### What is expected
Report each line in the data below that contains the string "face".

++++++++++

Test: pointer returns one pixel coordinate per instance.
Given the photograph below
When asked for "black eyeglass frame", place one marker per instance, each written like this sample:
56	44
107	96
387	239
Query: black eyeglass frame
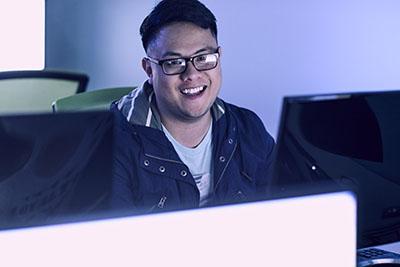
186	59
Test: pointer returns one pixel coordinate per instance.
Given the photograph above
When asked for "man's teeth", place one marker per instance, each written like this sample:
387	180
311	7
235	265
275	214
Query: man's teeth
193	91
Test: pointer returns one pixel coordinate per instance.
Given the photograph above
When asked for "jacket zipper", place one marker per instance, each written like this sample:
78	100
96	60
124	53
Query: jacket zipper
161	203
226	166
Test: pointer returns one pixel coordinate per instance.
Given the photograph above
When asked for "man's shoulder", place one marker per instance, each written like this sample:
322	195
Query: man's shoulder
244	117
251	129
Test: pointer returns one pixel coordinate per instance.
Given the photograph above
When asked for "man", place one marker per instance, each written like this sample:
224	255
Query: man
179	145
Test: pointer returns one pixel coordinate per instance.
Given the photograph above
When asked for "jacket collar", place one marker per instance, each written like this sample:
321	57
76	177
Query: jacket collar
140	108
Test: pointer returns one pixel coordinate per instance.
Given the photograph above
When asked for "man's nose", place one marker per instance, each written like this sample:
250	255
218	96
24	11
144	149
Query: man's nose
190	72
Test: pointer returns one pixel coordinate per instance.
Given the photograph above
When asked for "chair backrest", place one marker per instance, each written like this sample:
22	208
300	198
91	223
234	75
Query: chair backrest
34	91
92	100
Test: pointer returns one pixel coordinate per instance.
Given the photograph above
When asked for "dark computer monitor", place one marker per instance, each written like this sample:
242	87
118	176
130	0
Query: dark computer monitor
54	167
347	140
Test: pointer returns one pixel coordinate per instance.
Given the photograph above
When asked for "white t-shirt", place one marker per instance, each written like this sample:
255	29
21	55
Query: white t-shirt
199	162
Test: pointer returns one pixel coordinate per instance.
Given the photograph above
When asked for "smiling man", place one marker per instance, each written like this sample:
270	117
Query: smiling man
178	144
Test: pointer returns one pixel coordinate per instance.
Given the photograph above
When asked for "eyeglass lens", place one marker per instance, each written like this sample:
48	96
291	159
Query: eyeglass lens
201	62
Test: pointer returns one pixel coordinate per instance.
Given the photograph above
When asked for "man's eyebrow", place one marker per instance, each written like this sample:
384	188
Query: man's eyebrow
176	54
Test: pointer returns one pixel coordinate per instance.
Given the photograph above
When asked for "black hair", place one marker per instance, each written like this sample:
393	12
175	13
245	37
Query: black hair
169	11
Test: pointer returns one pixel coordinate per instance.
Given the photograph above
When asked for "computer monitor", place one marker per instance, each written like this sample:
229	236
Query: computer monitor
313	231
54	167
349	140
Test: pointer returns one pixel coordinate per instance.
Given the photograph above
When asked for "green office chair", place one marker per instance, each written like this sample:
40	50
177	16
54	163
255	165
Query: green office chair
90	100
34	91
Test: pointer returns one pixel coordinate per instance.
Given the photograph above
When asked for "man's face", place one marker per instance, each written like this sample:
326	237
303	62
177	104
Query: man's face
185	97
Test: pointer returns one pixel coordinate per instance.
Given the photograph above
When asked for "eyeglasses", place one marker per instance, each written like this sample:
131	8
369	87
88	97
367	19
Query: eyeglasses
179	65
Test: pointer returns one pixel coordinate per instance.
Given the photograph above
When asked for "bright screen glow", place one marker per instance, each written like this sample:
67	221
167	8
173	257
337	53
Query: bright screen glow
311	231
22	34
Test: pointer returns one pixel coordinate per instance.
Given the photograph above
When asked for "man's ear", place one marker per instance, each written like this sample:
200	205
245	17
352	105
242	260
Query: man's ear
146	65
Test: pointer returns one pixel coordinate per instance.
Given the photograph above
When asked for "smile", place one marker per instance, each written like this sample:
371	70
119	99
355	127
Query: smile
193	91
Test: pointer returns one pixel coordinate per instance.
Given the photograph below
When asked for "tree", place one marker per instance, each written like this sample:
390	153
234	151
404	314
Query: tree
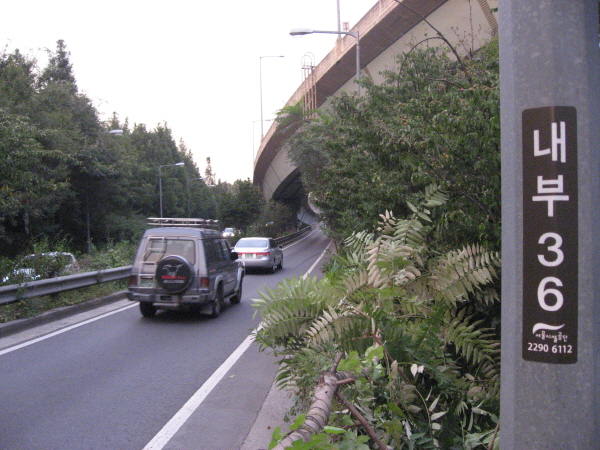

++++++++++

### Task answer
When asked for "man's face", place one marker per instance, each written like this sample:
Query: man's face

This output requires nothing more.